= TASKS TO CARRY OUT =
1) In the text about Rush Limbaugh's legacy, who is named as having spoken of "alternative facts"?
2) Write what comes next in the text about Rush Limbaugh's legacy, picking up after its final line.

= TEXT SECTION =

Naturally, Limbaugh’s friends and allies are now reliving memories of the man they remember. But those memories are themselves a product of the Big Lie that the man himself spent a lifetime building—an “alternate-universe-on-the-air,” according to the Times, in which “alternative facts,” as Kellyanne Conway once said, are true. Joining the effort to remember him kindly would be in effect refusing to meet lies with facts, and refusing to meet lies with facts would be complicity in the lie. I won’t do that as a journalist. I won’t do that as a Unitarian Universalist. Honoring “the inherent worth and dignity of every person” calls for holding people responsible for their choices. Limbaugh never once faced accountability in life. Perhaps he will now in death.

John Stoehr

John Stoehr is the editor of the Editorial Board. He writes the daily edition. Find him @johnastoehr.

7 Comments

  1. Jim Prevatt on July 30, 2021 at 11:31 pm

    Well said

  2. Bennett on July 30, 2021 at 11:31 pm

    The truly sad part is that no one will miss him. Really. Since his career subsisted on tearing things and people down instead of building anything, no one feels any gratitude for what he had accomplished since he didn’t really accomplish anything. He just stood in doorways.

    Those who currently “miss” him do so only for the most short-term and transactional of reasons. He was good for their business (freedom medals, anyone?) Now that he’s gone, they’ll just move on to the next enabler (that would be Tucker Carlson at present).

    And as for his “fans,” whose rage-aholism he fed on a daily basis, they too won’t in any true sense miss him. Honestly, how can anyone say “I miss how Rush used make me feel so angry.” Sure, there will be some who may say just that. But it’s a sentiment that rings hollow and is easily filled from other sources. He will join Father Coughlin in the history books as just one more of America’s dangerous cranks, alongside Bill O’Reilly (so forgotten already!) and Glenn Beck (where is he now?).

    Now consider what will happen when Jimmy Carter passes away, who–like the remarkable Tony Bennett (z”l)–somehow just grew from strength to strength in dignity, recognition, and respect with age. Now there is someone who a lot of people will actually miss!

    • John Stoehr on July 30, 2021 at 11:31 pm

      Great stuff, Bennett. Thanks.

= DATA FOR ANALYSIS =
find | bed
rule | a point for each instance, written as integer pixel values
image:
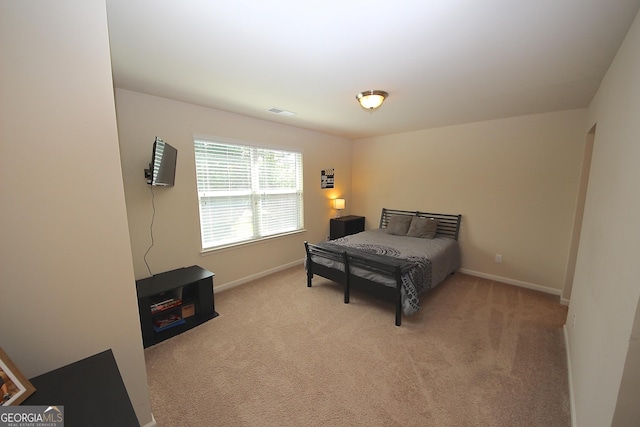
(410, 253)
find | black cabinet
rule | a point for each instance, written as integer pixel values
(172, 302)
(343, 226)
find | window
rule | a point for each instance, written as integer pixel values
(247, 193)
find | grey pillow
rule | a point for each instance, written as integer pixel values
(425, 228)
(399, 225)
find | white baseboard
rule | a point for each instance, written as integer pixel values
(247, 279)
(514, 282)
(572, 402)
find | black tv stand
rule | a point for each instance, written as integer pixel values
(175, 301)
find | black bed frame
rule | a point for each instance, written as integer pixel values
(448, 225)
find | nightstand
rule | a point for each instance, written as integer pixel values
(343, 226)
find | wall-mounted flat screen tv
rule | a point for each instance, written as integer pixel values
(162, 169)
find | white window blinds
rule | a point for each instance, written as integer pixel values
(247, 193)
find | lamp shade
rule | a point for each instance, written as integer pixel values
(371, 99)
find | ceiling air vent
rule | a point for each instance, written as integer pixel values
(280, 111)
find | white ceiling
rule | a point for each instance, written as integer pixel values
(443, 62)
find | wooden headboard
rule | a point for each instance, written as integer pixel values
(448, 224)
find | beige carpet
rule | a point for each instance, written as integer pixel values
(479, 353)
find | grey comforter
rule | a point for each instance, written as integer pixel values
(425, 262)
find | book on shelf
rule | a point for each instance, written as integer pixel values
(170, 325)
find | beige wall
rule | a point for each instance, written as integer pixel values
(65, 260)
(605, 292)
(176, 226)
(513, 180)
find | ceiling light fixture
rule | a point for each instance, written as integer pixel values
(371, 99)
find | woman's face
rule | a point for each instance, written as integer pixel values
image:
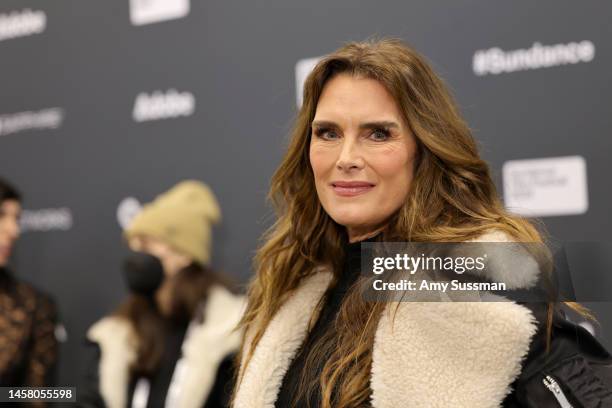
(172, 260)
(10, 210)
(362, 154)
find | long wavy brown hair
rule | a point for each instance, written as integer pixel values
(452, 198)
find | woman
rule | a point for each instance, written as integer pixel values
(28, 347)
(380, 153)
(171, 343)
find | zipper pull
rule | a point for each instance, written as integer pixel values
(553, 387)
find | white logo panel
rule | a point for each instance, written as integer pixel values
(154, 11)
(546, 187)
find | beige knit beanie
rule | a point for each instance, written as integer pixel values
(182, 217)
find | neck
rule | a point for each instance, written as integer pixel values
(358, 235)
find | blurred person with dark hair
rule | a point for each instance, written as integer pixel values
(172, 341)
(28, 346)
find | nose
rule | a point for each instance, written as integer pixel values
(14, 229)
(350, 157)
(9, 227)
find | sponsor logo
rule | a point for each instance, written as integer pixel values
(546, 187)
(163, 105)
(22, 23)
(126, 211)
(496, 61)
(47, 219)
(50, 118)
(302, 69)
(153, 11)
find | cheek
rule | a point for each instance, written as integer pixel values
(322, 161)
(395, 171)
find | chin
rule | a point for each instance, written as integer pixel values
(350, 220)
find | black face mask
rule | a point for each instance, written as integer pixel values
(143, 273)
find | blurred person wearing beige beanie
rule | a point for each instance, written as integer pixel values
(172, 341)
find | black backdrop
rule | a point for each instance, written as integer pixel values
(220, 79)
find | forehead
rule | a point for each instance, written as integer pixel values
(10, 206)
(352, 97)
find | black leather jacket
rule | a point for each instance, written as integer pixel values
(576, 371)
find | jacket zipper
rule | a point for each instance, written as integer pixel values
(553, 387)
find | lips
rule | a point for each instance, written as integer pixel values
(351, 188)
(5, 251)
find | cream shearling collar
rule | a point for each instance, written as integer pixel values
(203, 350)
(462, 354)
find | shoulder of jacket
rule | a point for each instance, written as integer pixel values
(111, 330)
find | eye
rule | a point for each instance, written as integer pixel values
(380, 134)
(326, 133)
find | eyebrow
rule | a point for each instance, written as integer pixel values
(385, 124)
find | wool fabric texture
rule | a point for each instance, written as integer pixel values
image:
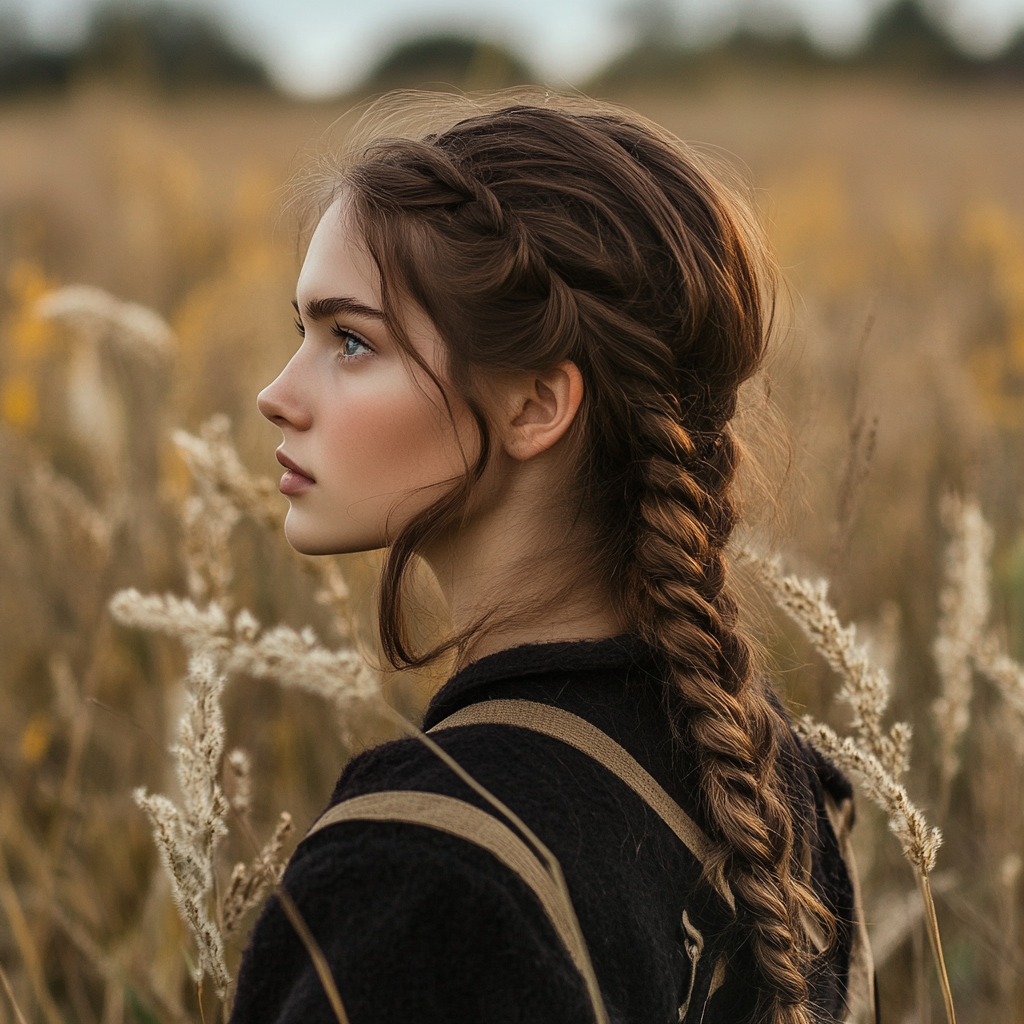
(421, 926)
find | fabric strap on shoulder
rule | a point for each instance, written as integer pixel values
(589, 739)
(459, 818)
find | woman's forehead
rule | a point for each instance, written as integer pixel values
(338, 262)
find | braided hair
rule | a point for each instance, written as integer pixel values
(538, 232)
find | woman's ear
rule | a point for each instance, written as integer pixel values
(542, 408)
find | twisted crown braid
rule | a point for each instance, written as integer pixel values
(531, 235)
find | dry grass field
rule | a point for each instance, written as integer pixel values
(898, 378)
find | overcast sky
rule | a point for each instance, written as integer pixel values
(321, 46)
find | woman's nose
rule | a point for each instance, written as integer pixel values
(281, 401)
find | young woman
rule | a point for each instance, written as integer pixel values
(522, 339)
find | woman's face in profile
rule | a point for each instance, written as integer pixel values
(368, 441)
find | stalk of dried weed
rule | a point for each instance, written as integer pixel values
(873, 757)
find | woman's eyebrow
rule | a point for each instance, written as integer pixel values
(317, 309)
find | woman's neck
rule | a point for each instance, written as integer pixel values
(515, 573)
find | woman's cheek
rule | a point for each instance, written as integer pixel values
(383, 451)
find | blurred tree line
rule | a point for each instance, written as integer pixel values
(172, 49)
(158, 46)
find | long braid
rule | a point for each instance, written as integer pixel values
(591, 237)
(690, 617)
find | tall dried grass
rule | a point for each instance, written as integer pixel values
(896, 204)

= TASK RESULTS =
1) Kellyanne Conway

2)
  3. abbyinsm on July 30, 2021 at 11:31 pm

    Thank you for putting Limbaugh’s death into a faith context. I too am a Unitarian Universalist, and I have a spiritual practice of never celebrating the death of anyone, no matter how vile they have been. In this case I am making an exception. The world will be much improved with his absence.

  4. RaffleBuffle on July 30, 2021 at 11:31 pm

    The first time I remember thinking “Limbaugh is literally getting people killed” was in 2015, when a fanatical mass shooter killed 3 people at a Colorado abortion clinic. He specifically said he did it because of the “baby parts” –that deceptively-edited secret sting video that anti-choice people put out that year that made it seem like Planned Parenthood was selling fetuses. Rush Limbaugh put that bullshit on a megaphone, made this lie as loud as possible, and basically pushed an already-fanatical anti-abortionist into shooting people to “save the babies” from being sold for parts. And there was also his terrible characterization of John Lewis at the time of the Tea Party rallies, which led to a mob of tea partiers physically attacking Lewis. I’m sure there were many others, long before the covid lies. Rot in Hell.

  5. otellus on July 30, 2021 at 11:31 pm

    After years of hearing nonsense coming out of Rush Limbaugh’s mouth, I settled on this description of him:
    Ignorance masquerading as intelligence.

    Upon his death, this came to mind:
    “I’ve never wished a man dead, but I have read some obituaries with great pleasure.” -attributed to Mark Twain

  6. dan tynan on July 30, 2021 at 11:31 pm

    “To the living we owe respect, but to the dead we owe only the truth.” — Voltaire.

    Intercourse Rush Limbaugh. There is a special circle of Hell reserved just for him (and his Trumpish toadies, as they join him).